§ **Supplied material**
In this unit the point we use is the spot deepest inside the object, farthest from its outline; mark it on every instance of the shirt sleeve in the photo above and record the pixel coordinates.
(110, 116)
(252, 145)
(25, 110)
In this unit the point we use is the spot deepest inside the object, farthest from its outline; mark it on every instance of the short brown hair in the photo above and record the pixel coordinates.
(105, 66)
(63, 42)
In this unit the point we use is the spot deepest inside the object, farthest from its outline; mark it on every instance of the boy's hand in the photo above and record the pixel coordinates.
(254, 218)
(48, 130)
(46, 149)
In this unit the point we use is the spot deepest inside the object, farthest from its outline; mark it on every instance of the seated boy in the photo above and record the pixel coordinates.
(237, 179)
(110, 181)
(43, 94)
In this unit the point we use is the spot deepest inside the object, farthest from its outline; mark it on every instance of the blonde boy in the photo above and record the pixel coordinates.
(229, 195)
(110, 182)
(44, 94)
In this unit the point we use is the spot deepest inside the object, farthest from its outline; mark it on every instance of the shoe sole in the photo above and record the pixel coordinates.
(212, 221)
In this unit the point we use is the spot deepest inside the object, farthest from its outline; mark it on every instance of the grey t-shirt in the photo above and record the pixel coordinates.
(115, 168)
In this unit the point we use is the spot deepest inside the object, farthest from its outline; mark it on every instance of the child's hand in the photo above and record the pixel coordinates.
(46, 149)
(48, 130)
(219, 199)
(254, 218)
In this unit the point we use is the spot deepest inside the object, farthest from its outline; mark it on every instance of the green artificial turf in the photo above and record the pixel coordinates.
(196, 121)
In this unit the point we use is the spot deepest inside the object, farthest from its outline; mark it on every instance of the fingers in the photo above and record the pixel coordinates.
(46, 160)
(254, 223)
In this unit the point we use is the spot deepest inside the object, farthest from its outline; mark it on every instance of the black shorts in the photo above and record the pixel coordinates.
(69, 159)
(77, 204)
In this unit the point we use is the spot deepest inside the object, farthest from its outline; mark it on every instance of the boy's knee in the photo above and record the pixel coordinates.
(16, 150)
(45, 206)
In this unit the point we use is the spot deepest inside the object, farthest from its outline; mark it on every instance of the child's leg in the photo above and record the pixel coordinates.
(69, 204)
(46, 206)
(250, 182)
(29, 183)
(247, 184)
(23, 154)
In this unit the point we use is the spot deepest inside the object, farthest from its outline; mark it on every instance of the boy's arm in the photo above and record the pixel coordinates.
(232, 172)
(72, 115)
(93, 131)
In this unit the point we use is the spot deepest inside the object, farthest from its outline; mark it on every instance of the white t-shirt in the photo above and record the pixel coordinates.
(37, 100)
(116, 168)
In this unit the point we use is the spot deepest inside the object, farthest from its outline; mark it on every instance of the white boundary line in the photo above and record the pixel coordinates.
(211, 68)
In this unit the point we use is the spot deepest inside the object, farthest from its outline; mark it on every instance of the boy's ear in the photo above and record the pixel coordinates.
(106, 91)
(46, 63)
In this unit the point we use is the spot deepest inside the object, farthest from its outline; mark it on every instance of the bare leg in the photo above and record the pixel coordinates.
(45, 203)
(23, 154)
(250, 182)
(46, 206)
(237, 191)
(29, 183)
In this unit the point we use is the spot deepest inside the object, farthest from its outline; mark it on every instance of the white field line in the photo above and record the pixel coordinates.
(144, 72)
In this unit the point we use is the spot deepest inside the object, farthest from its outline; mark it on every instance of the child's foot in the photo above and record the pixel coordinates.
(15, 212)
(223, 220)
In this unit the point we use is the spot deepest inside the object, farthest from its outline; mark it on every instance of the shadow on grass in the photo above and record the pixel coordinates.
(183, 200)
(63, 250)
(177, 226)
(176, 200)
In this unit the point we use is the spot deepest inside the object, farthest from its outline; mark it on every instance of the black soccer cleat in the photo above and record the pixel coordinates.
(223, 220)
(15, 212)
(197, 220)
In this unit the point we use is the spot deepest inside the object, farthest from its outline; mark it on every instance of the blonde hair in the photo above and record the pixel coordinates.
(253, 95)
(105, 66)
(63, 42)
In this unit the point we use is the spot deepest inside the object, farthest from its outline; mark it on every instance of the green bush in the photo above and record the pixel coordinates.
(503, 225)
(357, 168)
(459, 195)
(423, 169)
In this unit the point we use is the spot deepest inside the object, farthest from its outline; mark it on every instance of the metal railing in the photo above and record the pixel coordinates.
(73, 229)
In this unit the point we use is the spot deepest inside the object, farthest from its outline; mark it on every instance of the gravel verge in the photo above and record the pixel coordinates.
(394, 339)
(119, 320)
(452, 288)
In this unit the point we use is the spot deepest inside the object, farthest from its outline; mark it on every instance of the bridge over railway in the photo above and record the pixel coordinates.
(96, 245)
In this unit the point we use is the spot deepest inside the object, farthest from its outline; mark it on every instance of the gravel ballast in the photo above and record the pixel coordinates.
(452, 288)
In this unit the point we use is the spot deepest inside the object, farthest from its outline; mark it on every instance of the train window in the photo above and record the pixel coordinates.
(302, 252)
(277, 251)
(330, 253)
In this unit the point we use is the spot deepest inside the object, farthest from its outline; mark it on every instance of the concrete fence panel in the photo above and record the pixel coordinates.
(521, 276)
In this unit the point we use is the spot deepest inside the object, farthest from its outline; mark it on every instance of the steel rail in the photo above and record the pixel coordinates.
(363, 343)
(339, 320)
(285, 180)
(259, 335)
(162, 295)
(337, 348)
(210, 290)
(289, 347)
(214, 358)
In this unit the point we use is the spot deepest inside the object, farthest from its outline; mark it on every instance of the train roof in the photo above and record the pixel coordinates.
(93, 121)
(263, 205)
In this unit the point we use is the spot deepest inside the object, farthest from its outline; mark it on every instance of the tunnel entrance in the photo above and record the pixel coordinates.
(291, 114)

§ **Short exercise**
Write out all the items above again, substituting "innermost" for each "deepest" and keeping everything else the same.

§ **Solution for this exercise**
In this unit the point we use is the spot innermost inside the object, farthest from its outline; mark it on every instance of the shirt sleeve in the photo above and record the pixel coordinates.
(110, 116)
(252, 145)
(25, 110)
In this unit the point we use is the spot innermost inside the object, farthest from its outline; mark it on every instance of the short brown hair in the photo above and record the pixel coordinates.
(105, 66)
(63, 42)
In this unit the point we use is the spot innermost inside the object, farthest from its outline; mark it on every instance of the boy's hand in the photo above and record the pixel coordinates.
(254, 218)
(48, 130)
(46, 149)
In this unit the point we use is the spot innermost inside the object, farthest from its outline; mark it on every instance of the seated boy in the photo above and record the pixel coordinates.
(237, 179)
(110, 181)
(43, 94)
In this unit the point we use is the spot innermost inside the object, farthest from its outline; mark it on every instance of the blonde boy in the photo above and record the pixel coordinates.
(229, 195)
(110, 182)
(44, 94)
In this unit the point we use is the spot innermost inside the object, farthest from its outline; mark it on every instance of the shoe sole in the photo above and record the pixel coordinates.
(212, 221)
In this unit the point we use is the spot innermost inside the object, farthest from its outline; mark it on every instance of the grey t-shirt in the photo above and record the pixel coordinates.
(115, 168)
In this unit the point we use is the spot innermost inside the object, farthest from its outline; mark it on every instance of the child's hand in the photo above and record the pixel coordinates.
(46, 149)
(48, 130)
(219, 199)
(254, 218)
In this unit the point we use is the spot innermost inside the object, farthest from its outline; mark it on every instance of the green artificial turf in the photo above and record the pixel coordinates.
(196, 121)
In this unit the point we use is the spot innermost inside the object, farthest from its outline; mark it on every instance of the fingers in the photo above and record the pixel coordinates.
(46, 160)
(254, 223)
In this unit the point we use is the spot innermost inside the object, farthest from its outline; mark it on every instance of the black shorts in the photo above and record the pixel coordinates.
(69, 159)
(77, 204)
In this unit the point we use is the spot innermost inside the object, farthest from its outline; mark it on every instance of the boy's knee in the photo above and record the pixel coordinates.
(16, 150)
(45, 206)
In this unit the point we use is the spot innermost inside the object, farthest from its outline; mark it on every instance of the child's leg in the photo above and record the pixel coordinates.
(69, 204)
(46, 206)
(250, 182)
(29, 183)
(247, 184)
(23, 154)
In this unit the point we use is the spot innermost inside the object, farthest from its outline; mark it on every instance of the boy's arm in the photo above and record the pixel coordinates.
(232, 172)
(72, 115)
(93, 131)
In this unit the point we use is the spot innermost inside the object, farthest from its outline; mark it on every instance of the white t-shirt in the photo above and record the pixel coordinates.
(37, 100)
(116, 168)
In this unit the point we use is the spot innermost inside the object, farthest from its outline; mark it on every instance of the white boundary line in the photo above and record the pixel coordinates.
(211, 68)
In this unit the point we use is the spot innermost inside the object, farthest from its outline; mark it on every instance of the boy's ear in the photo above and record the pixel coordinates.
(106, 91)
(46, 63)
In this unit the point we use is the spot innermost inside the object, farthest from its outline; mark it on every instance of the bare leg in the photo above and record the pixel coordinates.
(45, 203)
(23, 154)
(250, 182)
(46, 206)
(237, 191)
(29, 183)
In this unit the point we use is the spot innermost inside the object, farthest from its outline; mark it on every instance of the white field line in the photo above and record the pixel coordinates.
(144, 72)
In this unit the point we use is the spot innermost inside the object, farthest from its outline; mark it on every instance of the child's foot in the photo above and record the pixel coordinates.
(15, 212)
(223, 220)
In this unit the point we use is the spot innermost inside the object, farthest from its outline; mark it on every instance of the shadow on grass in the photo above and record the pixel coordinates.
(183, 200)
(63, 250)
(177, 226)
(176, 200)
In this unit the point we use is the spot innermost inside the object, farthest from its outline; mark it on every instance of the black soccer cleat in the photo above and record the pixel coordinates.
(223, 220)
(15, 212)
(197, 220)
In this unit the point we use is the spot innermost inside the object, farthest from its outline; mark it on every instance of the blonde hair in the photo above and record the pixel coordinates.
(253, 95)
(105, 66)
(63, 42)
In this unit the point we use is the spot innermost inside the object, farthest from its outline; mark it on every instance of the green bush in the photo above and record the pixel coordinates.
(503, 225)
(357, 168)
(459, 195)
(423, 169)
In this unit the point we use is the spot innermost inside the object, farthest from its outline; mark it on every instance of the metal railing in the photo above and record the pixel coordinates.
(73, 229)
In this unit the point we use is the spot innermost inside the object, farthest from its outline; mark it on every instance of the gravel verge in the photo above and record the pixel coordinates.
(394, 339)
(119, 320)
(452, 288)
In this unit the point we use is the spot innermost inside the object, farthest from its outline; mark it on every instance of the bridge over railway in the photo above and record the pixel coordinates.
(96, 245)
In this unit the point we use is the spot innermost inside the object, farthest from its outline; mark it on every instance of the gravel ballast in the photo above and record the pixel coordinates.
(452, 288)
In this unit the point we use is the spot innermost inside the object, farthest from its outline; mark it on every instance of the train window in the photo above and record the pixel coordinates.
(302, 252)
(277, 251)
(330, 253)
In this unit the point we use is the spot innermost inside the object, farthest from its outline; mark it on every instance of the concrete fence panel in the photo above and record the pixel coordinates.
(521, 276)
In this unit the point we use is the spot innermost inside the object, farthest from its outline; mark it on every instance of the steel rail in the photo above and record the pixel coordinates.
(363, 343)
(339, 320)
(285, 180)
(259, 335)
(162, 295)
(337, 348)
(210, 290)
(289, 347)
(214, 358)
In this unit the point we use is the spot innermost inside the object, farthest from its outline; mark it on every instance of the train roof in the photo above and record the pixel coordinates.
(93, 121)
(263, 205)
In this unit the point we use is the spot innermost inside the object, farthest from its outline; mark it on every instance of the tunnel entrance in the photo above and record the pixel coordinates.
(291, 114)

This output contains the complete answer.